*** Opening Text passage ***
Mark Goulston is a psychiatrist, executive coach and consultant to major organizations. He is the inventor and developer of the process called Surgical Empathy whereby using targeted and focused empathy, one is able to break through to people and free them from internal emotional and psychological blocks that can impair their functioning, well-being and satisfaction in life.

Early life
Goulston was born in Boston, MA, to Irving Goulston, who rose from bookkeeper to controller and CFO at United Liquors, and Ruth Goulston, who was a homemaker and shop owner. He skipped a grade and graduated early from Newton South High School. He attended the University of Vermont from 1965–66 and then transferred to the University of California, Berkeley, where he received his B.A. in 1969 with a major in Zoology.

From there, he went on to a year of graduate school in Zoology at the University of Massachusetts, Amherst from 19691970 and then on to medical school at Boston University School of Medicine (BUSM), where he took two non-consecutive medical leaves of absence. He attributes this to untreated depression.

During his second leave of absence, he took a three-month medical student elective at the Menninger Psychiatric Clinic in Topeka, Kansas, where he worked with schizophrenics and felt that psychiatry was his calling—that listening and empathy in addition to drugs and ECT were key to addressing even severe mental illness. With renewed focus and his new goal of being a full-dimensioned psychiatrist, he returned to BUSM and completed his MD degree in 1976.

Goulston completed internship at Harbor General Hospital in Torrance, California, and his psychiatric residency at UCLA's famed Neuropsychiatric Institute under supervision and then mentorship of suicidologist Edwin Shneidman and then became assistant clinical professor of psychiatry at UCLA, where he served for over 20 years.

Career
Goulston started a private practice. It specialized in suicide, death, and dying, including making house calls, and working with families and couples. After doing psychiatric house calls to dying patients and their family members, he was sought out to work with the surviving family and their businesses.

That expanded to his being a consultant, speaker, trainer and coach to such organizations as IBM, Goldman Sachs, Merrill Lynch, Xerox, Deutsche Bank, Hyatt, Accenture, Astra Zeneca, British Airways, Sodexo, ESPN, Kodak, Federal Express, YPO, YPOWPO India, Association for Corporate Growth, FBI, Los Angeles District Attorney, White & Case, Seyfarth Shaw, UCLA Anderson School of Management, USC, and Pepperdine University.
*** Closing Text passage ***
*** Opening Provided records ***
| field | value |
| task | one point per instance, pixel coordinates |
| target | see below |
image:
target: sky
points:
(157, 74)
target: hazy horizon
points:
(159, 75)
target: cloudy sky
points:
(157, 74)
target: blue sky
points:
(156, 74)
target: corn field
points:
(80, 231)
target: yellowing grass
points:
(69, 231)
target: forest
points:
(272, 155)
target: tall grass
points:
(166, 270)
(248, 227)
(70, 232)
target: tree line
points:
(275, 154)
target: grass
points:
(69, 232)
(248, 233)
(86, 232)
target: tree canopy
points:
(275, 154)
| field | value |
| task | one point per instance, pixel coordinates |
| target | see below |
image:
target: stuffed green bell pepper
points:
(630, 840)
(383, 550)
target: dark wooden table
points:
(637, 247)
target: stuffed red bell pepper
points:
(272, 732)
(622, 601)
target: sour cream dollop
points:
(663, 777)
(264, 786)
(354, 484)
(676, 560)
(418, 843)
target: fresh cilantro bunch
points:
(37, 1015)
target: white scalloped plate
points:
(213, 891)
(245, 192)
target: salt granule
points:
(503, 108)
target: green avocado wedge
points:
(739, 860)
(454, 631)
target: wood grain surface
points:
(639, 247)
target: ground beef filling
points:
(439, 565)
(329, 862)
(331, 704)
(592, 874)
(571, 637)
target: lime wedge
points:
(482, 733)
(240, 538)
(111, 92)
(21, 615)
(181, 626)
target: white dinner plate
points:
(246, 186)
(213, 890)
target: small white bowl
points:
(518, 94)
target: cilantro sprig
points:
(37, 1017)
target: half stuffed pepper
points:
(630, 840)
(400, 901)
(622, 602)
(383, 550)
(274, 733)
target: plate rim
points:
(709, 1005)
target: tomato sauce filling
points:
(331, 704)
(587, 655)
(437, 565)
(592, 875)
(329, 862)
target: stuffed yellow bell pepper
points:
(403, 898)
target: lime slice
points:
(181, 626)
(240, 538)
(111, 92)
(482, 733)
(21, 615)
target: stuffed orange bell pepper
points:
*** Closing Provided records ***
* **Set of tasks**:
**a.** According to the Mark Goulston biography, at which hospital did Goulston complete his internship?
**b.** Return the part of the Mark Goulston biography starting at "During his second" and ending at "degree in 1976.".

* **List of solutions**:
**a.** Harbor General Hospital in Torrance, California.

**b.**
During his second leave of absence, he took a three-month medical student elective at the Menninger Psychiatric Clinic in Topeka, Kansas, where he worked with schizophrenics and felt that psychiatry was his calling—that listening and empathy in addition to drugs and ECT were key to addressing even severe mental illness. With renewed focus and his new goal of being a full-dimensioned psychiatrist, he returned to BUSM and completed his MD degree in 1976.